RECORDS FOR THE EXERCISE:
------------------------

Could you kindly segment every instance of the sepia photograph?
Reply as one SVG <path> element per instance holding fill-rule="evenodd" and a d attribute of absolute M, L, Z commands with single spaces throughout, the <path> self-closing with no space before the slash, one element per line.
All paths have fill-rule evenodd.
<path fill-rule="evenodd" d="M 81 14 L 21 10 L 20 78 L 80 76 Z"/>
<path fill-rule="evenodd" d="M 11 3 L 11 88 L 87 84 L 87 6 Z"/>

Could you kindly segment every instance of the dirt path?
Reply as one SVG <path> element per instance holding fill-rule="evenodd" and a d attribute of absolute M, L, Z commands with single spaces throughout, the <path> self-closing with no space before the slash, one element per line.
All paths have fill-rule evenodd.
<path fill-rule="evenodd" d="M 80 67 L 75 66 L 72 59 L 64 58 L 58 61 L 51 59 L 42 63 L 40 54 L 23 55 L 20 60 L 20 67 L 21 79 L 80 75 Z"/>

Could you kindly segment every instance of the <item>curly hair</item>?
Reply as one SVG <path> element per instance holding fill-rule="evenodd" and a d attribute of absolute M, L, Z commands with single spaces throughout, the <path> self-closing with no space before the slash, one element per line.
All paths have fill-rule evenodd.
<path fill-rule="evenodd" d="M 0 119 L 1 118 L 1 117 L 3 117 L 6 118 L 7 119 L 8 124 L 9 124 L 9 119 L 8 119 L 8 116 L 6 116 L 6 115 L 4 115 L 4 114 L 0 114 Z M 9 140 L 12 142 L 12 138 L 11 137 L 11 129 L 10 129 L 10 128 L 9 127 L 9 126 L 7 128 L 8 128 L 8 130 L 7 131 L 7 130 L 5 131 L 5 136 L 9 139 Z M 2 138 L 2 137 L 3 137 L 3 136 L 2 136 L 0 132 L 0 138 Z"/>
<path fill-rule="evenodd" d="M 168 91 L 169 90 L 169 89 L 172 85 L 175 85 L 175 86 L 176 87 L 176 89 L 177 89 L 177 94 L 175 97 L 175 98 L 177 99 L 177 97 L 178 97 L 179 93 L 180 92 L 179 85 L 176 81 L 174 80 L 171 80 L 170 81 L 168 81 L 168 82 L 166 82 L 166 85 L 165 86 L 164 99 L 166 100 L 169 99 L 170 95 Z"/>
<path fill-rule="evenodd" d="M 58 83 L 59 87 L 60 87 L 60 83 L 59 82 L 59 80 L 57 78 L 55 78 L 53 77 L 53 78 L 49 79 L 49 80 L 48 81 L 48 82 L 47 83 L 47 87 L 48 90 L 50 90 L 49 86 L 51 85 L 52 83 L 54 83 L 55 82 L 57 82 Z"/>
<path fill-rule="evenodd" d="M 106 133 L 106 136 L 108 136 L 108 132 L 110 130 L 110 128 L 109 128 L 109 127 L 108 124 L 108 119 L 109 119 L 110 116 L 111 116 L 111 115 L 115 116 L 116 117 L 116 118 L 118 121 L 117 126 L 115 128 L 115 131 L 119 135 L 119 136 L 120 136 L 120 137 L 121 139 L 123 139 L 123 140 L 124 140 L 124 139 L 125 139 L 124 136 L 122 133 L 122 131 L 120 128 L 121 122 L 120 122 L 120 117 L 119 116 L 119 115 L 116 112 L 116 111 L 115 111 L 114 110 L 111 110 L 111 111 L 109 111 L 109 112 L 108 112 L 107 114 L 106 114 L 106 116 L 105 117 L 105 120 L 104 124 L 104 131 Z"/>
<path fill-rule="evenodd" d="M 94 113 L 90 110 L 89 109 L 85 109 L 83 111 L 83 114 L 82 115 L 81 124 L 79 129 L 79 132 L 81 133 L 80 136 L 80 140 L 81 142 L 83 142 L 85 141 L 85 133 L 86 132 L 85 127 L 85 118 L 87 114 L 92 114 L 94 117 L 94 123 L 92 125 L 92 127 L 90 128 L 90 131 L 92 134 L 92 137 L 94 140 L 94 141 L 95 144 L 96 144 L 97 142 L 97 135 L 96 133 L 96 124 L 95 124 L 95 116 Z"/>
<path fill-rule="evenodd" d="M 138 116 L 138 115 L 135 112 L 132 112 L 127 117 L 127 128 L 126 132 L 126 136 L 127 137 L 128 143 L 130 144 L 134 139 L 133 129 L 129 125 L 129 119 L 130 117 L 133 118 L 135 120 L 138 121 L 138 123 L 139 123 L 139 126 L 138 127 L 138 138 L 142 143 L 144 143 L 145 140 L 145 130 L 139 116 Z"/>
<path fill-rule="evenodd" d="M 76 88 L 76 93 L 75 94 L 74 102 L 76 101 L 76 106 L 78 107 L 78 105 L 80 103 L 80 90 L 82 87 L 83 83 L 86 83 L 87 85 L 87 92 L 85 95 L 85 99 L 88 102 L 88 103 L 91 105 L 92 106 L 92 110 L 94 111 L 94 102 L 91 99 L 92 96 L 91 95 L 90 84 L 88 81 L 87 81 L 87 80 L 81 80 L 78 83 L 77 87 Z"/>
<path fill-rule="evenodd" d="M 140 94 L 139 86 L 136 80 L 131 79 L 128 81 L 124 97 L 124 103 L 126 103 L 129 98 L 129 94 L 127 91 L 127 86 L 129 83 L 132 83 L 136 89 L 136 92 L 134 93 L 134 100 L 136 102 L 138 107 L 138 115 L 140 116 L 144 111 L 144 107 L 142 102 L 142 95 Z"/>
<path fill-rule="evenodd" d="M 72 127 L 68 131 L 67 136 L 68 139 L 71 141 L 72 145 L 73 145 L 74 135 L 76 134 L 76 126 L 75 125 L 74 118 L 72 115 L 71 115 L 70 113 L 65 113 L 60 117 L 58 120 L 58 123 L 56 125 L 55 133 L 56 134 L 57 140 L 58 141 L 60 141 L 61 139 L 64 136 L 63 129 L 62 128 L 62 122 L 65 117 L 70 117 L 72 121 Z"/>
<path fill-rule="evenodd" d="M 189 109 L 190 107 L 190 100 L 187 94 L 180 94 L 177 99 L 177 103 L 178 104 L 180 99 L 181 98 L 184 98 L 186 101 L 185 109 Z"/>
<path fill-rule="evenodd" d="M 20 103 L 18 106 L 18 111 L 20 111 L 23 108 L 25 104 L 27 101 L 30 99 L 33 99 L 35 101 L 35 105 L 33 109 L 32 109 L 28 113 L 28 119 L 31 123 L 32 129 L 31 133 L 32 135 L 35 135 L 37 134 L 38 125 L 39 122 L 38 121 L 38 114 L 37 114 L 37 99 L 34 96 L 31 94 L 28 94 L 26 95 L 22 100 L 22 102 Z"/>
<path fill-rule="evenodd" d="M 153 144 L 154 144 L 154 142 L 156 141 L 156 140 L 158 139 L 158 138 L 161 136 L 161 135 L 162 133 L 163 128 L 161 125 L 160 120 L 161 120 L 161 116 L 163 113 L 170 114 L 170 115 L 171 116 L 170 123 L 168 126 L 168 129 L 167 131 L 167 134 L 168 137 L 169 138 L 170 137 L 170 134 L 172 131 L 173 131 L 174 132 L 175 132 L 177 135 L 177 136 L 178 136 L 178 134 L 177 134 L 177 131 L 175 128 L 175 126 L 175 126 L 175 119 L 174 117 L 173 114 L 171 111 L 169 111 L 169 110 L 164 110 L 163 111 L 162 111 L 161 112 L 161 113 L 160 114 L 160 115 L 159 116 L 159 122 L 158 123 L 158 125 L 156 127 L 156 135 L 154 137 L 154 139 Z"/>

------------------------

PROBLEM REQUIREMENTS: Reproduce all of the records above, substituting "please" for each occurrence of "kindly" and leaving everything else unchanged.

SOLUTION FOR THIS EXERCISE:
Could you please segment every instance of the sepia photograph?
Reply as one SVG <path> element per instance holding fill-rule="evenodd" and a d attribute of absolute M, L, Z commands with single spaces throughout, the <path> self-closing with no space before the slash, one element per line.
All paths have fill-rule evenodd.
<path fill-rule="evenodd" d="M 81 14 L 21 10 L 20 78 L 80 76 Z"/>
<path fill-rule="evenodd" d="M 11 3 L 11 88 L 87 84 L 87 6 Z"/>

Could you please segment every instance of the dirt path?
Reply as one SVG <path> element per instance holding fill-rule="evenodd" and a d attribute of absolute M, L, Z commands with single spaces throughout, the <path> self-closing with no space before the slash, one element per line.
All paths have fill-rule evenodd.
<path fill-rule="evenodd" d="M 80 67 L 75 66 L 72 59 L 64 58 L 58 61 L 51 59 L 42 63 L 40 54 L 23 55 L 20 60 L 20 67 L 21 79 L 80 75 Z"/>

Could you please segment every instance of the <item>curly hair</item>?
Reply as one SVG <path> element per instance holding fill-rule="evenodd" and a d attribute of absolute M, L, Z commands with single spaces throughout, the <path> self-closing with no space before the slash, one element per line.
All paths have fill-rule evenodd.
<path fill-rule="evenodd" d="M 0 119 L 1 118 L 1 117 L 3 117 L 6 118 L 7 119 L 8 124 L 9 124 L 9 119 L 8 119 L 8 116 L 6 116 L 6 115 L 4 115 L 4 114 L 0 114 Z M 9 140 L 12 142 L 12 138 L 11 137 L 11 129 L 10 129 L 10 128 L 9 127 L 9 126 L 7 128 L 8 128 L 8 130 L 7 131 L 7 130 L 5 131 L 5 136 L 9 139 Z M 2 138 L 2 137 L 3 137 L 3 136 L 2 136 L 0 132 L 0 138 Z"/>
<path fill-rule="evenodd" d="M 168 91 L 169 90 L 169 89 L 172 85 L 175 85 L 175 86 L 176 87 L 176 89 L 177 89 L 177 94 L 175 97 L 175 98 L 177 99 L 177 97 L 178 97 L 179 93 L 180 92 L 179 85 L 176 81 L 174 80 L 171 80 L 170 81 L 168 81 L 168 82 L 166 82 L 166 85 L 165 86 L 164 99 L 166 100 L 169 99 L 170 95 Z"/>
<path fill-rule="evenodd" d="M 58 83 L 59 87 L 60 87 L 60 83 L 59 82 L 59 80 L 57 78 L 55 78 L 53 77 L 53 78 L 49 79 L 49 80 L 48 81 L 48 82 L 47 83 L 47 87 L 48 90 L 50 90 L 49 86 L 51 85 L 52 83 L 54 83 L 55 82 L 57 82 Z"/>
<path fill-rule="evenodd" d="M 106 133 L 106 136 L 108 136 L 108 132 L 110 130 L 110 128 L 109 128 L 109 127 L 108 124 L 108 119 L 109 119 L 110 116 L 111 116 L 111 115 L 115 116 L 116 117 L 116 118 L 118 121 L 117 126 L 115 128 L 115 131 L 119 135 L 119 136 L 120 136 L 120 137 L 121 139 L 123 139 L 123 140 L 124 140 L 124 139 L 125 139 L 124 136 L 122 133 L 122 131 L 120 128 L 121 122 L 120 122 L 120 117 L 119 116 L 119 115 L 116 112 L 116 111 L 115 111 L 114 110 L 111 110 L 111 111 L 109 111 L 109 112 L 108 112 L 107 114 L 106 114 L 106 116 L 105 117 L 105 120 L 104 124 L 104 131 Z"/>
<path fill-rule="evenodd" d="M 94 113 L 90 110 L 89 109 L 85 109 L 83 111 L 83 114 L 82 115 L 81 124 L 79 129 L 79 132 L 81 133 L 80 136 L 80 140 L 81 142 L 83 142 L 85 141 L 85 133 L 86 132 L 85 127 L 85 118 L 87 114 L 92 114 L 94 117 L 94 123 L 92 125 L 92 127 L 90 128 L 90 131 L 92 134 L 92 137 L 94 140 L 94 141 L 95 144 L 96 144 L 97 142 L 97 135 L 96 133 L 96 124 L 95 124 L 95 116 Z"/>
<path fill-rule="evenodd" d="M 138 116 L 138 115 L 135 112 L 132 112 L 127 117 L 127 128 L 126 132 L 126 136 L 127 137 L 128 143 L 130 144 L 134 139 L 133 129 L 129 125 L 129 119 L 130 117 L 133 118 L 135 120 L 138 121 L 138 123 L 139 123 L 139 126 L 138 127 L 138 138 L 142 143 L 144 143 L 145 140 L 145 130 L 139 116 Z"/>
<path fill-rule="evenodd" d="M 76 88 L 76 93 L 75 94 L 74 102 L 76 101 L 76 106 L 78 107 L 78 105 L 80 103 L 80 90 L 82 87 L 83 83 L 86 83 L 87 85 L 87 92 L 85 95 L 85 99 L 88 102 L 88 103 L 91 105 L 92 106 L 92 110 L 94 111 L 94 102 L 91 99 L 92 96 L 91 95 L 90 84 L 88 81 L 87 81 L 87 80 L 81 80 L 78 83 L 77 87 Z"/>
<path fill-rule="evenodd" d="M 140 94 L 139 86 L 136 80 L 131 79 L 128 81 L 124 97 L 124 103 L 126 103 L 129 98 L 129 94 L 127 91 L 127 86 L 129 83 L 132 83 L 136 89 L 136 92 L 134 93 L 134 100 L 136 102 L 138 107 L 138 115 L 140 116 L 144 111 L 144 107 L 142 102 L 142 95 Z"/>
<path fill-rule="evenodd" d="M 72 127 L 68 131 L 67 136 L 68 139 L 71 141 L 72 145 L 73 145 L 74 135 L 76 134 L 76 126 L 75 125 L 74 118 L 72 115 L 71 115 L 70 113 L 65 113 L 60 117 L 58 120 L 58 123 L 56 125 L 55 133 L 56 134 L 57 140 L 58 141 L 60 141 L 61 139 L 64 136 L 63 129 L 62 128 L 62 122 L 65 117 L 70 117 L 72 121 Z"/>
<path fill-rule="evenodd" d="M 189 109 L 190 107 L 190 100 L 187 94 L 180 94 L 177 99 L 177 103 L 178 104 L 180 99 L 181 98 L 184 98 L 186 101 L 185 109 Z"/>
<path fill-rule="evenodd" d="M 20 103 L 18 106 L 18 111 L 20 111 L 23 108 L 25 104 L 27 101 L 30 99 L 33 99 L 35 101 L 35 105 L 33 109 L 32 109 L 28 113 L 28 119 L 31 123 L 32 129 L 31 133 L 32 135 L 35 135 L 37 134 L 38 125 L 39 122 L 38 121 L 38 114 L 37 114 L 37 99 L 34 96 L 31 94 L 28 94 L 26 95 L 22 100 L 22 102 Z"/>
<path fill-rule="evenodd" d="M 153 144 L 154 144 L 154 142 L 156 141 L 156 140 L 158 139 L 158 138 L 161 136 L 161 135 L 162 133 L 163 128 L 161 125 L 160 120 L 161 120 L 161 116 L 163 113 L 170 114 L 170 115 L 171 116 L 170 123 L 168 126 L 168 129 L 167 131 L 167 134 L 168 137 L 169 138 L 170 137 L 170 134 L 172 131 L 173 131 L 174 132 L 175 132 L 177 135 L 177 136 L 178 136 L 178 134 L 177 134 L 177 131 L 175 128 L 175 126 L 175 126 L 175 119 L 174 117 L 173 114 L 171 111 L 169 111 L 169 110 L 164 110 L 163 111 L 162 111 L 161 112 L 161 113 L 160 114 L 160 115 L 159 116 L 159 122 L 158 123 L 158 125 L 156 127 L 156 135 L 154 137 L 154 139 Z"/>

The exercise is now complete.